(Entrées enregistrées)
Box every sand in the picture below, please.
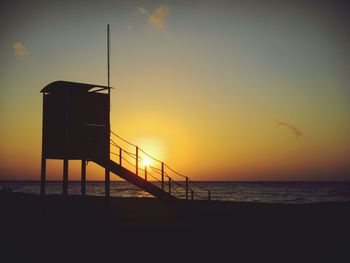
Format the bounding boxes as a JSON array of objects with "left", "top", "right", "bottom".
[{"left": 0, "top": 193, "right": 350, "bottom": 262}]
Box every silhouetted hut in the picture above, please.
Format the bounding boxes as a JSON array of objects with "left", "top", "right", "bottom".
[{"left": 41, "top": 81, "right": 110, "bottom": 195}]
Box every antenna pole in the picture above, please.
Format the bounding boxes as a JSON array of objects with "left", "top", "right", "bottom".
[{"left": 105, "top": 24, "right": 111, "bottom": 198}]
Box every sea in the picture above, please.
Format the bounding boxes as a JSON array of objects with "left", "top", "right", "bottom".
[{"left": 0, "top": 181, "right": 350, "bottom": 204}]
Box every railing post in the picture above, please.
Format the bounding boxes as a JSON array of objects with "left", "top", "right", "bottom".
[
  {"left": 145, "top": 165, "right": 147, "bottom": 181},
  {"left": 119, "top": 147, "right": 122, "bottom": 166},
  {"left": 62, "top": 159, "right": 68, "bottom": 195},
  {"left": 169, "top": 177, "right": 171, "bottom": 195},
  {"left": 186, "top": 177, "right": 188, "bottom": 200},
  {"left": 162, "top": 163, "right": 164, "bottom": 191},
  {"left": 136, "top": 146, "right": 139, "bottom": 175}
]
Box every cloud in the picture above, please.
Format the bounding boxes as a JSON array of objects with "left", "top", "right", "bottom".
[
  {"left": 12, "top": 41, "right": 28, "bottom": 57},
  {"left": 136, "top": 5, "right": 169, "bottom": 29},
  {"left": 274, "top": 120, "right": 302, "bottom": 139},
  {"left": 148, "top": 6, "right": 169, "bottom": 28}
]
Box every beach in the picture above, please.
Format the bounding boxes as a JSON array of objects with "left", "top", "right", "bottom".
[{"left": 0, "top": 193, "right": 350, "bottom": 262}]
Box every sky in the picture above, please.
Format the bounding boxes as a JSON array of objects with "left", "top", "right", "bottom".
[{"left": 0, "top": 0, "right": 350, "bottom": 181}]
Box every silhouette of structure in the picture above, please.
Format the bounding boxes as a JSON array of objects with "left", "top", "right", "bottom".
[
  {"left": 40, "top": 25, "right": 210, "bottom": 200},
  {"left": 41, "top": 81, "right": 110, "bottom": 196},
  {"left": 40, "top": 81, "right": 210, "bottom": 200}
]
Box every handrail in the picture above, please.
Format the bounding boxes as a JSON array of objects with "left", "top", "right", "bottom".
[{"left": 110, "top": 130, "right": 211, "bottom": 200}]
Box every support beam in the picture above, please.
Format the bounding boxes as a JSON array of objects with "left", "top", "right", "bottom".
[
  {"left": 162, "top": 163, "right": 164, "bottom": 191},
  {"left": 81, "top": 159, "right": 86, "bottom": 196},
  {"left": 168, "top": 177, "right": 171, "bottom": 195},
  {"left": 40, "top": 156, "right": 46, "bottom": 195},
  {"left": 186, "top": 177, "right": 188, "bottom": 200},
  {"left": 135, "top": 146, "right": 139, "bottom": 176},
  {"left": 145, "top": 165, "right": 147, "bottom": 181},
  {"left": 62, "top": 159, "right": 68, "bottom": 195},
  {"left": 119, "top": 148, "right": 123, "bottom": 166}
]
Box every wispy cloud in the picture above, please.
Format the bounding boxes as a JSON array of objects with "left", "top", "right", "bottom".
[
  {"left": 136, "top": 5, "right": 169, "bottom": 29},
  {"left": 273, "top": 119, "right": 302, "bottom": 139},
  {"left": 12, "top": 41, "right": 28, "bottom": 57}
]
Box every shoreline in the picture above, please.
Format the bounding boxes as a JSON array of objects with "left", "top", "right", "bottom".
[{"left": 0, "top": 193, "right": 350, "bottom": 262}]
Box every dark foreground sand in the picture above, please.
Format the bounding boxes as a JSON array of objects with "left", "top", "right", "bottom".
[{"left": 0, "top": 193, "right": 350, "bottom": 263}]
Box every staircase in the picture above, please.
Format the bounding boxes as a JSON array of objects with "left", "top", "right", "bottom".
[{"left": 92, "top": 131, "right": 211, "bottom": 201}]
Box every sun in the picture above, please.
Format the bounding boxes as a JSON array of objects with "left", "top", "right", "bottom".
[{"left": 142, "top": 156, "right": 152, "bottom": 167}]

Objectif de l'exercice: Relevez en les recopiant toutes les lignes ci-dessus qui contiennent le mot "cloud". La casse compte.

Réponse attendue:
Box every cloud in the picture above, please.
Box every wispy cloud in the picture above, please.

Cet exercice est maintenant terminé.